++++ DOCUMENT EXTRACT

Bob, I’ve got to ask you about the karaoke scene. Are you really that bad of a singer?

Odenkirk: I’m not in the studio trying to entice you with my singing. But I sang the best I could. It’s terrible. The Odenkirks have been cursed with untunable vocal cords.

That song was such a perfect choice.

Odenkirk: “Winner takes it all” — that’s the crude, clumsy philosophy behind Jimmy’s choice to become Saul, which is forget all this incremental battling and winning the small little battles. Whoever wins, whoever gets the most money in this case is the winner. He won’t have stature and he won’t have respect. So I’m just going to go get as much money from any place I can and that’s how I’m going to win this competition against my brother’s stature and I’m going to come out on top because I’m going to be wealthy and important because of that. I think it’s just a very grabby, small-minded philosophy, but it’s the one that Jimmy’s going to embrace as Saul.

++++++++
++++ INPUT DATA

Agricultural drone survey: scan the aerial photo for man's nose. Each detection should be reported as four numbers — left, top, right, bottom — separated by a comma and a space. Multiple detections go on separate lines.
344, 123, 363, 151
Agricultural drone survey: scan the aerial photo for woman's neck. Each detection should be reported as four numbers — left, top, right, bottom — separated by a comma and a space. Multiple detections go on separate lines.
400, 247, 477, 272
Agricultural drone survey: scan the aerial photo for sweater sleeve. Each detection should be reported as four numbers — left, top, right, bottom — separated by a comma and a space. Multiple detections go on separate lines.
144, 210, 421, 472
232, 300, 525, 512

++++++++
++++ INPUT DATA

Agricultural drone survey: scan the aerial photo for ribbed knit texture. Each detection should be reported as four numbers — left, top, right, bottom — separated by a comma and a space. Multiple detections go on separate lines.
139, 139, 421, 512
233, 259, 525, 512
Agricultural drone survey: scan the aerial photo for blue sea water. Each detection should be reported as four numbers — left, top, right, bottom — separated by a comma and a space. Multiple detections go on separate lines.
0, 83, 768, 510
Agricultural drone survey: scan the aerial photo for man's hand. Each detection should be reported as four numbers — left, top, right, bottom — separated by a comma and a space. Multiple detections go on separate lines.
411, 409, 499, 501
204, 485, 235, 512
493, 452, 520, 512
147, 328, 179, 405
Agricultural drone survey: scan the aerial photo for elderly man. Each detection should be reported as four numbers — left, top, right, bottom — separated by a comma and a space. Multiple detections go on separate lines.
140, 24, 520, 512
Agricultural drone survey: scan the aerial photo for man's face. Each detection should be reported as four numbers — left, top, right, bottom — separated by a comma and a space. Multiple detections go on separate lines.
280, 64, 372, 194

++++++++

PROBLEM REQUIREMENTS
In the interview excerpt, what does Odenkirk say the Odenkirks have been cursed with?

RESULT OF THIS EXERCISE
Untunable vocal cords.